Source:
________________

I tried other possibilities like storing truncated floats or storing indices to a float table. In fact the code got a lot smaller, but eventually got overcompensated by the growth of the data section. In "ZINE #13: The making of Candystall" it was stated that using truncated floats was almost as compact as using bytes, it may be that it fits their overall design better than mine. Anyway, I tried those possibilities and decided to keep the byte parameters and remapping code since it always gave me the better results in the end; being slower in execution though. But execution time is not as important as compression ratio and final size of the code, since we're talking about a 4k synth here.

Now instead of only typing numbers in my data section for the VM instructions I created lots of defines which should make it easier to build instruments via code since I had not started with a GUI for the synth yet. The above instrument example then looked like this in my assembler file:


Quite readable I think and actually it almost felt like a sound programming language. And just in case you wonder: Yes, the first 4k songs using 4klang were created like that; writing VM code with the use of those macros. Of course the songs were not composed that way. Actually pOWL always composed the songs with my V2 clone in Madtracker and I ported everything by hand to 4klang as good as possible. That's the way we did it until Breakpoint 2008. After that I decided to finally wrap a GUI around the synth core and also to make it a VSTi for easier use in any host application the musician is happy with. I think it was a good decision because I was not eager to also code a buggy tracker and additionally the musician doesn't have to learn a new music tool completely from scratch. It's already enough to understand how to create instruments with the synth plugin itself.

"Using patterns is pretty simple on the code side and very compact on the data side"

For the music information I decided to do it like most other 4k synths, just using patterns of a certain length (16 is a good value, but it's variable in 4klang) and using a list of pattern indices for each instrument to store the sequence. The only difference may be that I also added the possibility to have variable note lengths through a special "Hold" value in the patterns. Another option would have been to store some sort of delta encoded stream information similar to V2, but I somehow felt it would be bigger in most cases but maybe I'll give it a try some day. Using patterns is pretty simple on the code side and very compact on the data side. The only disadvantage is that you can only store the information for one note at a time for a certain instrument. This means that chords need additional instruments of the same type with different patterns. But hey, you just cannot have everything; after all we're still talking about 4k music.

And that’s pretty much the basic layout and technique behind 4klang.

Side note: Go4k was the project name until I had a chat with Helge/Haujobb the other day and he came up with the idea to call the synth 4klang (thank you for that).

Modulations are the key

Now that I had a working synth base which was easily extendable by new units I could move on to the stuff that really makes a good synth. I already mentioned that I wanted to have a flexible modulation mechanism similar to kb's V2, rather than having some hardcoded oscillators here and there. My approach was to implement a "Store" unit which basically just reads the topmost signal from the signal stack and writes that to some defined memory offset in the workspace of any unit in the current stack. So I simply added modulation target members to the unit structures and changed the code of the unit so that it not only would use the parameter value from the VM code but also add the value of its according modulation slot.

________________

Stated goal 1:
Determine whether each statement below agrees with the passage on 4klang, answering yes or no and quoting the words that decide it.
(a) The author kept the byte parameters despite their slower execution.
(b) Patterns in 4klang must always be 16 steps long.
(c) The first 4k songs using 4klang were composed by writing VM code.
Stated goal 2:
Answer these questions using the passage on 4klang.
(a) Who always composed the songs, and in what program?
(b) Until what event were the songs ported to 4klang by hand?
(c) What was the project name before it became 4klang?
Stated goal 3: Reproduce the passage on 4klang word for word, starting at "Modulations are the" and ending at "according modulation slot.".

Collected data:

________________

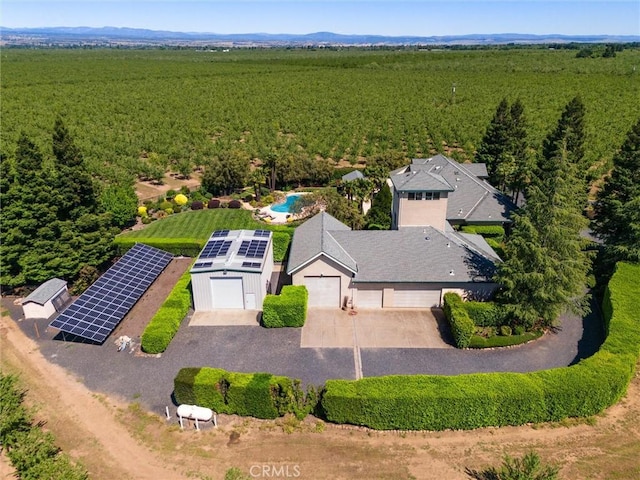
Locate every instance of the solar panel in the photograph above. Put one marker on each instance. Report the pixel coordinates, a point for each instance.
(216, 248)
(97, 312)
(203, 264)
(251, 264)
(253, 248)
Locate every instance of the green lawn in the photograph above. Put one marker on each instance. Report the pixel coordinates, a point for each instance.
(197, 225)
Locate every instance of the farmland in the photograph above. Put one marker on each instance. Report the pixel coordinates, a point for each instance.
(126, 107)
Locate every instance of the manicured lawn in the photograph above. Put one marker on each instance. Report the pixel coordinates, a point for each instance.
(190, 230)
(198, 224)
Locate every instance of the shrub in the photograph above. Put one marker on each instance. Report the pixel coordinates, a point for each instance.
(462, 327)
(495, 231)
(494, 399)
(259, 395)
(289, 309)
(484, 314)
(165, 323)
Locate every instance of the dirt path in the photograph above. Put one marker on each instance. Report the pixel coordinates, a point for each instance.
(115, 440)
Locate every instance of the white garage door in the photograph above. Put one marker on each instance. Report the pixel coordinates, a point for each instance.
(323, 291)
(368, 298)
(227, 293)
(406, 298)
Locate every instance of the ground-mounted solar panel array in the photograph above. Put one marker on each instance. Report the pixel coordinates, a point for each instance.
(97, 312)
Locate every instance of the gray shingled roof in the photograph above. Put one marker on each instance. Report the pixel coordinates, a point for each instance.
(314, 238)
(419, 180)
(355, 175)
(414, 254)
(472, 199)
(46, 291)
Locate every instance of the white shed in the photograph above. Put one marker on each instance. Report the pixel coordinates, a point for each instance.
(233, 271)
(50, 297)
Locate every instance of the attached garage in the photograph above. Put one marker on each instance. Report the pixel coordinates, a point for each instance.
(227, 293)
(368, 297)
(323, 291)
(412, 297)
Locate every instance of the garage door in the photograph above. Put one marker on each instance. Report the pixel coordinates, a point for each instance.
(368, 298)
(227, 293)
(407, 298)
(323, 291)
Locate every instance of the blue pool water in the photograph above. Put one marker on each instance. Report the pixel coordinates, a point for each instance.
(286, 206)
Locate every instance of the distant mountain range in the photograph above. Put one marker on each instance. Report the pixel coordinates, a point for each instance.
(138, 36)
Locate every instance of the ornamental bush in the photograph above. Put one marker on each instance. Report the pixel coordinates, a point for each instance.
(462, 327)
(289, 309)
(260, 395)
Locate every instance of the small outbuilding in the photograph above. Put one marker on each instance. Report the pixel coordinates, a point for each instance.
(233, 271)
(50, 297)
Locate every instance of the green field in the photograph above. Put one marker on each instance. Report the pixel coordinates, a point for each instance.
(197, 226)
(187, 105)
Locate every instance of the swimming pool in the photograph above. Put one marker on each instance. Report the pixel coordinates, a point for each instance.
(286, 206)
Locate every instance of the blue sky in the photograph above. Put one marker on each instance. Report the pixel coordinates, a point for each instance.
(383, 17)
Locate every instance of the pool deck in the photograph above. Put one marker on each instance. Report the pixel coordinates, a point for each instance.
(277, 217)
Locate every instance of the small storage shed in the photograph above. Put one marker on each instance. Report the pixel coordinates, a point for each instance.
(233, 271)
(50, 297)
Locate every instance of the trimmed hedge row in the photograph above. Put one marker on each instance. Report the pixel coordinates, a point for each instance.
(484, 230)
(260, 395)
(166, 322)
(462, 327)
(289, 309)
(485, 314)
(178, 246)
(435, 402)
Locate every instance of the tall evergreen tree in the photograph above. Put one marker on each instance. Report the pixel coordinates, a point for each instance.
(617, 210)
(504, 149)
(545, 268)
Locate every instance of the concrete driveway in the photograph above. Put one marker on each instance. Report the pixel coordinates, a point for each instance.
(387, 328)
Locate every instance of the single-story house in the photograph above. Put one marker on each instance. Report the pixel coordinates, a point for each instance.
(233, 270)
(50, 297)
(421, 258)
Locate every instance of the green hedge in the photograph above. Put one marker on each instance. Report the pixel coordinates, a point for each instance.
(166, 322)
(281, 241)
(484, 314)
(289, 309)
(462, 327)
(435, 402)
(499, 341)
(178, 246)
(484, 230)
(260, 395)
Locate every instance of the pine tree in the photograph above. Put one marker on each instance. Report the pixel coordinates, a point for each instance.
(617, 210)
(545, 268)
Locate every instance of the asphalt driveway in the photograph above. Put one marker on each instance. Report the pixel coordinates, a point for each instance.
(148, 379)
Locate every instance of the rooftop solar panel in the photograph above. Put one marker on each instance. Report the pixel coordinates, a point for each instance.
(216, 248)
(97, 312)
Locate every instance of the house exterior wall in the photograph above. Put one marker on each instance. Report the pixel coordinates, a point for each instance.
(35, 310)
(325, 267)
(468, 291)
(419, 213)
(252, 283)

________________

Task solution 1:
(a) Yes: "decided to keep the byte parameters and remapping code since it always gave me the better results in the end; being slower in execution though"
(b) No: "16 is a good value, but it's variable in 4klang"
(c) No: "Of course the songs were not composed that way."

Task solution 2:
(a) pOWL composed them with the author's V2 clone in Madtracker.
(b) Breakpoint 2008.
(c) Go4k.

Task solution 3:
Modulations are the key

Now that I had a working synth base which was easily extendable by new units I could move on to the stuff that really makes a good synth. I already mentioned that I wanted to have a flexible modulation mechanism similar to kb's V2, rather than having some hardcoded oscillators here and there. My approach was to implement a "Store" unit which basically just reads the topmost signal from the signal stack and writes that to some defined memory offset in the workspace of any unit in the current stack. So I simply added modulation target members to the unit structures and changed the code of the unit so that it not only would use the parameter value from the VM code but also add the value of its according modulation slot.